■ EXTRACT PROVIDED:
Standing in your way are the deranged or reanimated crew, which you dispatch with an assortment of familiar weapon types – think batons, pistols, a shotgun, machineguns, grenades, and a rocket launcher.
That said, there are three elements that give HYPERVIOLENT the potential to stand out in a saturated indie genre.
The first is the deliberate pacing and tension-building atmosphere. HYPERVIOLENT is traditional in the sense each level is populated by enemies you’ll encounter as you explore, but the pacing fluctuates between tense exploration and bursts of quick, (hyper)violent combat. Similarly, HYPERVIOLENT is often content to let you backtrack unimpeded through gore-strewn corridors, while other times infrequently-used scripted events will spawn new enemies to keep you on edge.
The second element is fast and brutal combat. Every attack – be that a zombie swipe or plasma ball – does significant damage. Staying mobile, backing up into chokepoints, and using corners for cover feel essential – especially given the scarcity and limited effectiveness of healing items.
Thankfully, the same holds true for you, so one or two headshots will drop most foes – especially if you’ve found a few secreted-away damage enhancement mods – or, if you’re flush with ammunition, you can dual-wield and get in close to finish a fight quickly.
The last element I enjoyed was the survival-horror-style resource and inventory management coupled with manual save stations.
So long as you’re hoarding powerful weapons and sensible about switching between melee and ranged weapons based on the threat, HYPERVIOLENT is one of those games in which you’re always just scraping through to the next save point (or infrequent autosave).
You’ll come to love or loathe the inventory system – which doesn’t pause the game – as you’ll often find yourself sifting through accumulated weapons and tossing away duplicates with depleted clips.
Current issues
Of course, HYPERVIOLENT is in Early Access so there are both optimisation and gameplay issues that need work.
The first and most obvious are the performance and audio issues. Despite an i7 3.30GHz CPU, 8GB RTX3070, and 16GB RAM, holding the target 60fps framerate was uncommon. Large frame rate dips were particularly noticeable as they were accompanied by a drop in game speed that, in turn, resulted in desynchronised audio – an audio mix that also needs work as the directional audio and volume levels are all over the place.
When it comes to gameplay issues, there were some obvious pathfinding issues that make it easy to trap enemies on corners and in doorways, but the most frustrating was hit-scan enemies with near-instantaneous reaction speeds, an excessive damage vignette, and several weapons so inaccurate the crosshair was more of a suggestion.

■ ACTIVITY: In the extract about HYPERVIOLENT, turn the paragraph beginning "The first and most obvious are the performance and audio issues" into a short bulleted list that keeps its main facts.

■ EXTRACTED RECORDS:

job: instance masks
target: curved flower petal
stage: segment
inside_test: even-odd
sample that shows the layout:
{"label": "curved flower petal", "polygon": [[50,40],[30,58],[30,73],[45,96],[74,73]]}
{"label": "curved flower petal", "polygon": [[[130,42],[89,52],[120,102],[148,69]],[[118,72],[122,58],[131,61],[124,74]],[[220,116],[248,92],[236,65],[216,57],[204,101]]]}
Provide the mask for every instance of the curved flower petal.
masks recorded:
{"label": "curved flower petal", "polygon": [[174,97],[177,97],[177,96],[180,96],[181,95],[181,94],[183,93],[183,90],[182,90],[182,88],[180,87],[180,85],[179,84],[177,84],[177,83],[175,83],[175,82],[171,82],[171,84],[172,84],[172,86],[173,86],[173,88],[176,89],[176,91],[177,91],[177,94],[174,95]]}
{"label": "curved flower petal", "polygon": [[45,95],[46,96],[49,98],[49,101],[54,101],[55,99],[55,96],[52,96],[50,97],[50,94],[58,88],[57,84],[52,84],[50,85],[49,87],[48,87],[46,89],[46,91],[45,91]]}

■ ANSWER FOR THIS EXERCISE:
- Performance and audio are the most obvious problems.
- Even on an i7 3.30GHz CPU, an 8GB RTX3070, and 16GB RAM, the game rarely held its target 60fps.
- Large frame rate dips also slowed the game speed, which desynchronized the audio.
- The audio mix needs work, since directional audio and volume levels are erratic.